[Some records]
--------------------------------

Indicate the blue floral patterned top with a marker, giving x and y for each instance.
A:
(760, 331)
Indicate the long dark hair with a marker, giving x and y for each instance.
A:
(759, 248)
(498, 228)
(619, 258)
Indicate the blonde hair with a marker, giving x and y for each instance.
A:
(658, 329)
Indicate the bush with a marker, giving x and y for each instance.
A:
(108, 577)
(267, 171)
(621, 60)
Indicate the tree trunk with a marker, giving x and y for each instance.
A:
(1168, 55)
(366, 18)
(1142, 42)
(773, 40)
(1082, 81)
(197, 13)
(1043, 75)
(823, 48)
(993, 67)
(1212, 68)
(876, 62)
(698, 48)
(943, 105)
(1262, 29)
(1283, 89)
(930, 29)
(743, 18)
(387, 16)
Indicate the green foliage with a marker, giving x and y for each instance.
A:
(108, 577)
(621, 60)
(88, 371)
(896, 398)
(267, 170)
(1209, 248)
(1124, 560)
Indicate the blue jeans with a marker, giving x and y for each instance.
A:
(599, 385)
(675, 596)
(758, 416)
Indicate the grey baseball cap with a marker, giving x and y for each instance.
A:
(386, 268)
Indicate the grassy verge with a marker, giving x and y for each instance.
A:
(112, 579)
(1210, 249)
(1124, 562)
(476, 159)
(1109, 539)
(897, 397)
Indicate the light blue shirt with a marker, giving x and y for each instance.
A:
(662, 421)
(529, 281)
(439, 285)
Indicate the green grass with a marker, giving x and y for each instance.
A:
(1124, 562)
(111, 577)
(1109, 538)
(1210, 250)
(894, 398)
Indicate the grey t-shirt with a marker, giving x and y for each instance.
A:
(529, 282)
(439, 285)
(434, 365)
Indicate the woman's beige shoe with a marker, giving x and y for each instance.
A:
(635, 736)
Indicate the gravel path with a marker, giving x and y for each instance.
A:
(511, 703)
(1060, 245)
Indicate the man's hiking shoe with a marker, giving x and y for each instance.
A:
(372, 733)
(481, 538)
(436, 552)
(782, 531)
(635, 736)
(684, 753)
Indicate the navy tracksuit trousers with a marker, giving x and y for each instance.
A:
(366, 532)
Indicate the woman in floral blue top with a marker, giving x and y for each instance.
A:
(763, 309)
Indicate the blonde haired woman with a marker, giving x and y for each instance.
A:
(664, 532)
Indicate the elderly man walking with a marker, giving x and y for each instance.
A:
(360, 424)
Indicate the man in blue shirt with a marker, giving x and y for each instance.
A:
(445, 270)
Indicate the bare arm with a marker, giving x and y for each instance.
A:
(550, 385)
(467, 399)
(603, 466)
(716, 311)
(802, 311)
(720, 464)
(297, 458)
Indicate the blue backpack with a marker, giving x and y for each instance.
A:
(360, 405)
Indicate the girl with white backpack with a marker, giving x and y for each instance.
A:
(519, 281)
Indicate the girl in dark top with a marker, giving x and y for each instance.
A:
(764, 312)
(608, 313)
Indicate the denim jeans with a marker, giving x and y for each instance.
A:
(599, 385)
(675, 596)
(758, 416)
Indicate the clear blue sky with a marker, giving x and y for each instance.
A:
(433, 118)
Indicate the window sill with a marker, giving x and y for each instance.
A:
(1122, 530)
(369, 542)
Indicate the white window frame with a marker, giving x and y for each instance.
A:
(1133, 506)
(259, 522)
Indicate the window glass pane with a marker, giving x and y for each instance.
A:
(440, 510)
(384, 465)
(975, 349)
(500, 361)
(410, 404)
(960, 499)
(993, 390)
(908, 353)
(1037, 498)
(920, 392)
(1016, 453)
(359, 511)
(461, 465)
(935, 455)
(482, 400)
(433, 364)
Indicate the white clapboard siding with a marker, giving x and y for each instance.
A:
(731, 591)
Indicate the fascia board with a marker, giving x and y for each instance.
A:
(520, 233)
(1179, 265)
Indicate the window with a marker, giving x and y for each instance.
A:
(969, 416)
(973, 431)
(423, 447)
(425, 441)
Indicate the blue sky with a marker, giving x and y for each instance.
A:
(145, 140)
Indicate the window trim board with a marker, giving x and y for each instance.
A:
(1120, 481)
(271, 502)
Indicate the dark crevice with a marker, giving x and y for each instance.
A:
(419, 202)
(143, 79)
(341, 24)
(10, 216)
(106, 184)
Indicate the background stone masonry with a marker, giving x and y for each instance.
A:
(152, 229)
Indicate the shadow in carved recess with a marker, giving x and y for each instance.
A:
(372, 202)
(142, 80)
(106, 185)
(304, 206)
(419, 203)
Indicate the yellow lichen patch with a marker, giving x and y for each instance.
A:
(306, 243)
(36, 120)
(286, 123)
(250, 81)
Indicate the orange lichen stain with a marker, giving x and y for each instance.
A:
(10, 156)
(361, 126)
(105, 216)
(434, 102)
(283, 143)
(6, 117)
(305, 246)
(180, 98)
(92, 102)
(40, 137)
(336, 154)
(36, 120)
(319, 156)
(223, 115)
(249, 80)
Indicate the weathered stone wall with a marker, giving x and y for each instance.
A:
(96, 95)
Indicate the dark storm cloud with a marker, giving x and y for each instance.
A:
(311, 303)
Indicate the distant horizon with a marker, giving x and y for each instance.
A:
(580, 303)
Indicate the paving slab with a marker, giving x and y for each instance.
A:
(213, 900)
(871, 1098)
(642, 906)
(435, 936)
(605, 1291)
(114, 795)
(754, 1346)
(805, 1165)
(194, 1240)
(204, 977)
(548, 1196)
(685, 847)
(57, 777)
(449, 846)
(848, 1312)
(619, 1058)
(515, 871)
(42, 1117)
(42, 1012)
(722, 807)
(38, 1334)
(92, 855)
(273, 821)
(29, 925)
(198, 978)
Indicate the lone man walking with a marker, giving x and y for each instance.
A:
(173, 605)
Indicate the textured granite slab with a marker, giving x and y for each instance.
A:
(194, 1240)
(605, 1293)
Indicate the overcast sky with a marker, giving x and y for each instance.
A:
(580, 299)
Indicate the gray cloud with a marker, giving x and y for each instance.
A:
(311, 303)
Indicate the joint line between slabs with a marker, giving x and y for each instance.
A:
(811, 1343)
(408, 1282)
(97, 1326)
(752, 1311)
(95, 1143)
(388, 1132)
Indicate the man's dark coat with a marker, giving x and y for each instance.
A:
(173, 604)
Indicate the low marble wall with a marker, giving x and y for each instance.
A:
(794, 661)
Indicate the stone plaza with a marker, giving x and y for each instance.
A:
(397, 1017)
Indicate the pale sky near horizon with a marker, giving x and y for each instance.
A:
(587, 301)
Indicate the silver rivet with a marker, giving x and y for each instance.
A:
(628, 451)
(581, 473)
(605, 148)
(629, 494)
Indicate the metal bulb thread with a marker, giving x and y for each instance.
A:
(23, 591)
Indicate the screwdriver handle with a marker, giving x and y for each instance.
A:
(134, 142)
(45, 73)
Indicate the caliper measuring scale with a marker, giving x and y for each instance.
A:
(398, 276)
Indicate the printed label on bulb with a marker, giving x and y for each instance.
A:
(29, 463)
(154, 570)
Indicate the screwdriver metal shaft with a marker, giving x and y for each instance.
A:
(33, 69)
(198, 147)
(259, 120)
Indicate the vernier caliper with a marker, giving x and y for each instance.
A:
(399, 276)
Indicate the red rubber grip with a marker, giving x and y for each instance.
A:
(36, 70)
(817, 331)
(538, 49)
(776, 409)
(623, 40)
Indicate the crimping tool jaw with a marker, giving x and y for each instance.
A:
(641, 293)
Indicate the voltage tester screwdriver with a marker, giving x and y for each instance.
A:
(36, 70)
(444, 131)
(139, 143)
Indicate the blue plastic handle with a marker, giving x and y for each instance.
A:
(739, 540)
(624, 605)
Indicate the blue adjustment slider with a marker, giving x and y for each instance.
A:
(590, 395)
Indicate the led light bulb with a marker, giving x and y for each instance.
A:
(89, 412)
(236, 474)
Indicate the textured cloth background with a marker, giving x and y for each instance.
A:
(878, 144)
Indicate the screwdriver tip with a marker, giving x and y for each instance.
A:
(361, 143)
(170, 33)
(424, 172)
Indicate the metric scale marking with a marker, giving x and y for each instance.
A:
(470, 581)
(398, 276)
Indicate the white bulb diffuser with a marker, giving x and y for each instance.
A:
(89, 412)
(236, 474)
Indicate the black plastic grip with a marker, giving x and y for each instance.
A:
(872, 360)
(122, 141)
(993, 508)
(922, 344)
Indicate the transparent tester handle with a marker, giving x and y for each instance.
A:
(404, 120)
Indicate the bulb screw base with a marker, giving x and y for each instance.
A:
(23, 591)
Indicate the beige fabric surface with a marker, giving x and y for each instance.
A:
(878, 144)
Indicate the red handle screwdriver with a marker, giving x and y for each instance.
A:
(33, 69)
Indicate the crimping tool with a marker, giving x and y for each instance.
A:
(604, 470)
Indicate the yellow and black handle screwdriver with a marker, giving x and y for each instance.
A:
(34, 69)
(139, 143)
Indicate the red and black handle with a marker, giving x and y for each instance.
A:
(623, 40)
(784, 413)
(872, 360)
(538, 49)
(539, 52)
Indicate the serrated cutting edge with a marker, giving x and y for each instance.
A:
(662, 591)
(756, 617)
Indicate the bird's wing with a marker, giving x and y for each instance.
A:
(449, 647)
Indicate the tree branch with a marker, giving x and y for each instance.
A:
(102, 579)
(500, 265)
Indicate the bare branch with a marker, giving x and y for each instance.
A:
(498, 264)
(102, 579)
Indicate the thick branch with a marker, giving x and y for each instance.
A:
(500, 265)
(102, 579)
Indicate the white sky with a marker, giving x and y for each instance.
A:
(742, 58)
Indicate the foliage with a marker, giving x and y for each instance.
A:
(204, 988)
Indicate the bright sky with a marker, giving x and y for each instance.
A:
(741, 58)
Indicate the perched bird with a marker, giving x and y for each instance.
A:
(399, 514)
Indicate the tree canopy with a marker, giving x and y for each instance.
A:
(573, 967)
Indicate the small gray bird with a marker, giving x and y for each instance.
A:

--------------------------------

= WORK TO DO =
Give back, exactly as written, the lines from the one with "Indicate the bare branch" to the last line.

= RESPONSE TO THIS EXERCISE =
Indicate the bare branch with a marker, giving x and y for each instance.
A:
(498, 264)
(102, 579)
Indicate the thick branch with a marker, giving x and y for each instance.
A:
(500, 265)
(102, 579)
Indicate the white sky with a marker, giving x and y for each instance.
A:
(742, 58)
Indicate the foliage with a marker, giving x and y for each instance.
A:
(204, 988)
Indicate the bright sky with a marker, giving x and y for each instance.
A:
(741, 58)
Indicate the perched bird with a marker, giving x and y for each instance.
A:
(399, 514)
Indicate the tree canopy with a marker, giving x and y for each instance.
A:
(573, 967)
Indicate the small gray bird with a marker, giving x and y for each instance.
A:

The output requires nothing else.